# Task brief
Repeat the material verbatim and drop the pictures.

# Records provided

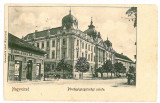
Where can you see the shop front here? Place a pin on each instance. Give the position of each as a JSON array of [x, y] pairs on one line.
[[25, 61]]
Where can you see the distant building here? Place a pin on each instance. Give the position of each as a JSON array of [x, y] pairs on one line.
[[127, 62], [25, 61], [69, 43]]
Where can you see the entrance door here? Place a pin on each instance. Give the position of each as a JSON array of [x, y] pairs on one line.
[[38, 71], [18, 70], [29, 70]]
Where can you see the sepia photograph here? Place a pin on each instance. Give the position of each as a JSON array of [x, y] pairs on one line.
[[76, 49], [50, 43]]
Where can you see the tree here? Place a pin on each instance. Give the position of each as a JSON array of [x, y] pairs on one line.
[[118, 67], [133, 12], [82, 65]]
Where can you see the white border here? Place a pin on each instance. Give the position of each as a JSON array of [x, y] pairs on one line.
[[2, 3]]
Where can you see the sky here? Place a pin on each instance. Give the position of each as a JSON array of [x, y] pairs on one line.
[[109, 21]]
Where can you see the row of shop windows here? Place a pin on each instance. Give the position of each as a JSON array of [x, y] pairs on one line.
[[28, 70], [64, 42], [89, 47], [47, 45]]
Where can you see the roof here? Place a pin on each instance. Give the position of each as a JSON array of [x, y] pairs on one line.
[[15, 42], [122, 56], [43, 33]]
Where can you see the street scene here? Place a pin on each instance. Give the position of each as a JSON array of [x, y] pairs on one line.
[[62, 45]]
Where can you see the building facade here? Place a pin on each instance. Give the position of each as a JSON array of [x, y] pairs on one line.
[[69, 42], [25, 61], [127, 62]]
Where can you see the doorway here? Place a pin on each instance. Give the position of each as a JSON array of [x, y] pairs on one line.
[[18, 70], [38, 71], [29, 70]]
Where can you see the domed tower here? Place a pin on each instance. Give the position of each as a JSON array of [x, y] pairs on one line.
[[91, 30], [69, 22]]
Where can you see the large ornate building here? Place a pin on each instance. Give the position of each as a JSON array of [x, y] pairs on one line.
[[69, 42]]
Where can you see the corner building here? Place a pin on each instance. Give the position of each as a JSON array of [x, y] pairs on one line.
[[69, 42]]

# Output of the task
Where can you see the shop front here? Place a pin on each instance. Give the position of each as a JSON array of [x, y] pairs on one line.
[[25, 61]]
Where can you see the distant building here? Place a pin on each instance. Give the position of each as a JSON array of [x, y] pairs on one line.
[[127, 62], [25, 61], [69, 43]]
Where can you see the entrance door here? Place a pin on each instance. Give the position of each as a JSON array of [x, y] pairs on one line.
[[38, 71], [18, 70], [29, 70]]
Where can you see the sepia photograph here? Place a pin on each instance. Give the position of each as a JSON array of [x, y] pairs on one line.
[[76, 49], [50, 43]]
Where can you see the tree here? Place a pin on each instance. Give the position of each as a JSON array of [x, y] pairs on one line.
[[118, 67], [133, 12], [82, 65]]
Where can you see the white border here? Place a pin on each instance. Give the position of each as a JSON array of [x, y] pairs on one line.
[[2, 3]]
Where can you see the sky here? Place a pin on each instance. Give the position of each as a JSON array of [x, y] pairs on one line.
[[109, 21]]
Where can you see the row of shop windows here? Place a pin on each instance. Give the position of each as a JSON array of [x, y] pairs on one line.
[[28, 70], [64, 42], [89, 47], [47, 45]]
Where can you see the roof here? Place a pin on each instance. Give the position of each as a JSON array of [x, y] pairs on one line.
[[15, 42], [122, 56], [43, 33]]
Where can you see the street scene here? Place a pin on each instance. Give the position of each as a JSON array of [x, y] pairs on one line.
[[62, 45]]
Where can you see the building facade here? Place a pin on each instance. Give the position of each as a JSON array of [x, y] pairs on one line.
[[69, 42], [25, 61], [127, 62]]
Where can you see the doorway here? Place a pin on each instance. Give the position of each as a JSON array of [x, y] pairs on one line.
[[18, 70], [38, 71], [29, 70]]
Where can you see the domed tower here? Place a pin on each instance. Give the position of each as a JSON array of [x, y] pairs on one line.
[[91, 30], [69, 22]]
Where can you see the large ornate building here? Place a pin on each instance. Give the position of each as a JSON array of [x, y] pairs on one line.
[[69, 42]]
Where can you see the corner building here? Place a pin on each instance. Give the position of each as a JSON array of [x, y] pairs on one line.
[[69, 42]]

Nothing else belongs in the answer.